### WORK ORDER
For this exercise, retype every record below exactly and keep the pictures out.

Data extracted from a collection:
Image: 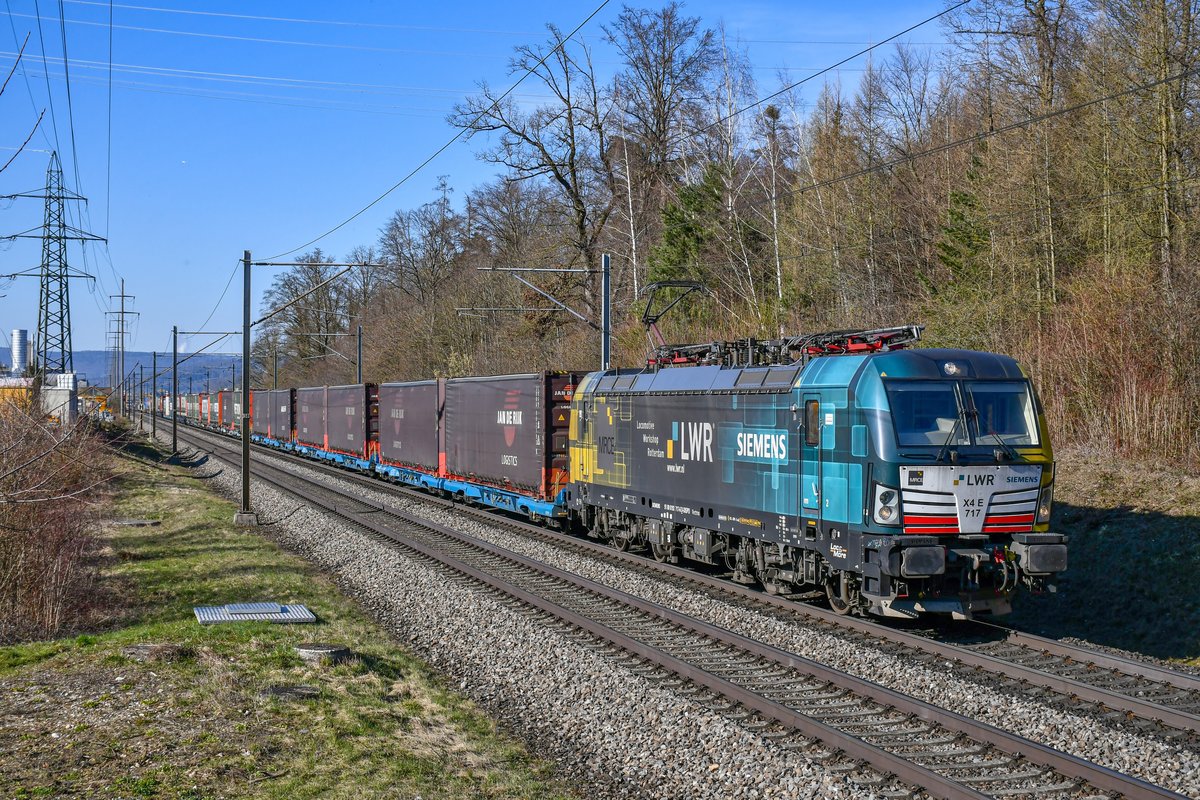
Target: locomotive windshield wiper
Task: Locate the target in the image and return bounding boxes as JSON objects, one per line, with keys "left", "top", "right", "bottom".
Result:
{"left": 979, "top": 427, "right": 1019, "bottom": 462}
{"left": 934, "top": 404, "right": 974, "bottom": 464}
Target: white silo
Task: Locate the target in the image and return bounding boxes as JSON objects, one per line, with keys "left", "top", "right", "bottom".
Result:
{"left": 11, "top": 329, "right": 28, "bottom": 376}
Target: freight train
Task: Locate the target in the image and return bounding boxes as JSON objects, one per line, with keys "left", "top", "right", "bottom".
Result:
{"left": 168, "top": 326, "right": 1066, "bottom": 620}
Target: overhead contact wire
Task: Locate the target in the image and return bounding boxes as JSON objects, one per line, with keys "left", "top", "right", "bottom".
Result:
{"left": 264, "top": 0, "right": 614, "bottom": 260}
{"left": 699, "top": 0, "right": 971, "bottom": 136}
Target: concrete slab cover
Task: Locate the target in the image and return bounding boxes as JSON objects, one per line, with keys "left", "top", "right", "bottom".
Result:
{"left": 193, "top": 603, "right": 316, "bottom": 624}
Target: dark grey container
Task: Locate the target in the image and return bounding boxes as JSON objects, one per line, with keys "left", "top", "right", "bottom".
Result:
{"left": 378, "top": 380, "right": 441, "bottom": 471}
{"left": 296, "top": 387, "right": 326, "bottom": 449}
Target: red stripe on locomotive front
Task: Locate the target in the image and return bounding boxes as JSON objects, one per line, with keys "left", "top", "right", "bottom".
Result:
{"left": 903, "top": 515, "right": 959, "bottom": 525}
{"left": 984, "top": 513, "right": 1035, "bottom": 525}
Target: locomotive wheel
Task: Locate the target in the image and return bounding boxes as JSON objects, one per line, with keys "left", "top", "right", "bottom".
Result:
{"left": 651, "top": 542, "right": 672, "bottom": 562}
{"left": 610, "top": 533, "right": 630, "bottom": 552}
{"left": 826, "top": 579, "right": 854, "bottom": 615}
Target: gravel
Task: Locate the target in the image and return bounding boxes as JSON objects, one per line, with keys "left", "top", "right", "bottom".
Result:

### OUTPUT BELOW
Image: 
Target: locomotive windshield wiper
Task: Locate the target in the image and return bounding boxes as JSON objects, one per line, with keys "left", "top", "right", "bottom".
Result:
{"left": 979, "top": 427, "right": 1019, "bottom": 462}
{"left": 934, "top": 404, "right": 974, "bottom": 464}
Target: white silo
Task: Locate the target in the image and return bounding boxes as JSON objects, one per line, with keys "left", "top", "right", "bottom".
Result:
{"left": 11, "top": 329, "right": 28, "bottom": 376}
Target: freight train
Task: Locate the target in the image and return bounding boxes as JSON objects, one per line, with keys "left", "top", "right", "bottom".
Result:
{"left": 168, "top": 326, "right": 1066, "bottom": 620}
Target: overhead contact wire
Task: Locate the target in the image and return bounding boxes as JSON objects, one per line, with keys "left", "top", "right", "bottom".
Result:
{"left": 264, "top": 0, "right": 614, "bottom": 260}
{"left": 699, "top": 0, "right": 971, "bottom": 136}
Target: concrete slab cover
Task: Locate the target in the image and return bounding boxes as JSON objects, one per line, with keys "left", "top", "right", "bottom".
Result:
{"left": 193, "top": 603, "right": 316, "bottom": 624}
Target: dark grey container
Task: Locate the target in the image and return bounding boxes as JSON objects, one per line, with keys "left", "top", "right", "bottom".
Result:
{"left": 378, "top": 380, "right": 441, "bottom": 471}
{"left": 296, "top": 387, "right": 326, "bottom": 449}
Target: red stripe on locomotive front
Task: Locate the target in the image and return bounding boxes as JSON objects, one per line, with keys "left", "top", "right", "bottom".
Result:
{"left": 903, "top": 515, "right": 959, "bottom": 525}
{"left": 984, "top": 513, "right": 1035, "bottom": 525}
Target: locomotive wheel
Task: Locate the target in the image and return bounding boxes as JSON objects, one per line, with keys "left", "top", "right", "bottom".
Result:
{"left": 651, "top": 542, "right": 672, "bottom": 562}
{"left": 610, "top": 533, "right": 630, "bottom": 552}
{"left": 826, "top": 579, "right": 854, "bottom": 615}
Target: gravel
Task: Locate the target in the image and return bounding boxes as JSON objects, one per line, with keys "left", "top", "right", "bottom".
Result:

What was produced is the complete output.